Le 22 août, j'ai proposé au Premier ministre que nous complétions cette mobilisation du Gouvernement par un certain nombre de mesures supplémentaires : la mobilisation de 300 millions d'euros dans le cadre du Fonds national des calamités agricoles, l'affectation de 50 millions d'euros au transport de fourrage, en plus des aides versées par les départements et les régions, l'octroi de facilités de paiement sans pénalité de retard pour les impôts directs et la TVA dus avant la fin de l'année 2003, la prise en charge du dégrèvement de taxe foncière sur les propriétés non bâties, éventuellement des remises gracieuses d'impôt sur le revenu pour les situations les plus critiques, la prise en compte des pertes liées à la sécheresse pour déterminer le bénéfice agricole forfaitaire pour l'année 2003, une bonification exceptionnelle pour le remboursement des prêts professionnels des agriculteurs touchés, et un différé total de paiement pendant un an à taux zéro en intérêt et en capital pour les agriculteurs surendettés.
Enfin, le 5 septembre, j'ai décidé de porter à 70 % le taux des acomptes qui seront versés fin septembre.
En plus de ses effets sur les récoltes - et vous le savez mieux que quiconque ici en Bretagne -, la canicule a entraîné une importante mortalité d'animaux dans les élevages hors-sol, qu'ils soient avicoles, cunicoles ou porcins. Or, les pertes enregistrées dans ces secteurs ne sont pas éligibles aux calamités agricoles.
La Commission nationale des catastrophes naturelles est saisie d'un certain nombre de demandes. Sans préjuger de la réponse qu'elle leur apportera et que j'étudie avec mes autres collègues, j'ai décidé, pour prendre en compte les difficultés de ces secteurs du porc, de la volaille, du lapin et du veau de boucherie, de mettre en oeuvre une procédure spécifique et de réserver, à cet effet, une partie de l'enveloppe du FAC prévue pour la sécheresse aux éleveurs les plus touchés.
Au total, une dotation de 5 millions d'euros sera répartie entre tous les départements concernés, en tenant compte de ce qui a déjà été entrepris par les différentes filières concernées et de ce qui a pu ou pourra être fait grâce aux dispositifs d'assurance et de mutualisation des coûts. Avec eux, elle permettra d'accorder aux sinistrés des prises en charge partielle d'intérêts des emprunts professionnels à moyen et long terme.
[III- Donner des perspectives à l'agriculture bretonne]
Parallèlement aux difficultés liées à la canicule, la Bretagne se trouve confrontée à des contraintes spécifiques qui affectent son environnement et certaines de ces filières.

**Données affichées**
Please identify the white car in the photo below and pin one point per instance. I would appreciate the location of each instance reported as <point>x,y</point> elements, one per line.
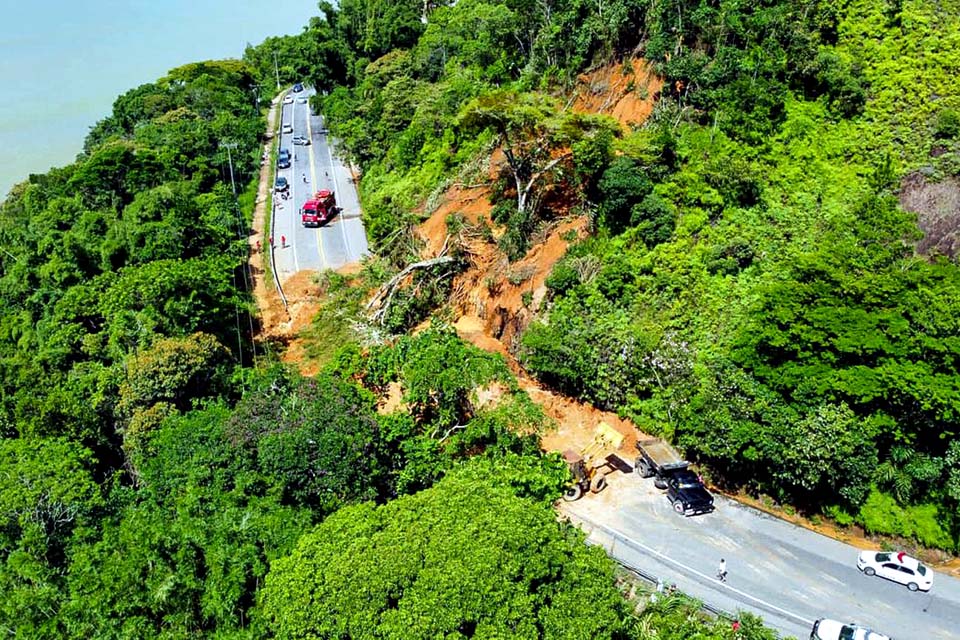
<point>896,566</point>
<point>827,629</point>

**Consignes**
Poursuivez le texte sur la sécheresse et l'agriculture bretonne à partir de sa dernière phrase.

**Réponse**
o Les fruits et légumes
Les propositions de la Commission sur la réforme de la PAC n'étaient pas sans incidence sur le secteur des fruits et légumes, dont le marché aurait pu souffrir, si nous n'y avions pris garde, de la concurrence déloyale de productions bénéficiant d'aides découplées.
Il était donc essentiel, en particulier pour de grandes régions de tradition légumières comme la Bretagne, que la Commission accepte de prendre en compte les spécificités de ce secteur.
Vous me l'avez dit vous-même, ici en Bretagne il y a plusieurs mois, craignant la délocalisation de la production au détriment des zones traditionnelles.
Par ailleurs, le mois d'août a vu l'aboutissement de longs mois de négociation sur les règlements d'application de l'OCM fruits et légumes. Sécurisation de l'action des organisations de producteurs, simplification et clarification de l'OCM : voilà les deux grands principes défendus par la France, qui ont finalement présidé à la modification de ces textes.
Mais cela ne répond pas pour autant à toutes les questions qui se posent dans un secteur ou l'absence d'aides directes de la PAC et la volatilité du marché exposent le revenu des producteurs. C'est pourquoi, à ma demande, le compromis de Luxembourg enjoint la Commission de proposer des dispositifs de gestion de crise dans les mois qui viennent. Il faut maintenant transformer l'essai et je ne relâcherai pas la pression pour que la Commission honore cet engagement.
Parallèlement, nous devons poursuivre la réflexion que nous avons engagée ensemble, pour sécuriser des mécanismes durables que l'OCM ne prévoit pas aujourd'hui afin de gérer et non pas de subir le marché.
o La restructuration des Industries Agro-Alimentaires
Je sais que la Bretagne a été récemment éprouvée par la restructuration de certaines de ces Industries Agro-Alimentaires. En plus des pertes d'emploi, ces restructurations viennent fragiliser l'agriculture qui en constitue souvent le fondement.
Pour y répondre, j'entends mobiliser tous les dispositifs interministériels disponibles, je pense notamment au Comité interministériel pour les Restructurations Industrielles (CIRI) et à la Mission Interministérielle sur les Mutations Economiques (MIME), inciter les partenaires sociaux à réfléchir et à proposer des pistes pour le reclassement du personnel, et veiller avec beaucoup de vigilance au respect de la loi. Du fait de leur compétitivité et de leur dynamisme, ces industries doivent passer le cap.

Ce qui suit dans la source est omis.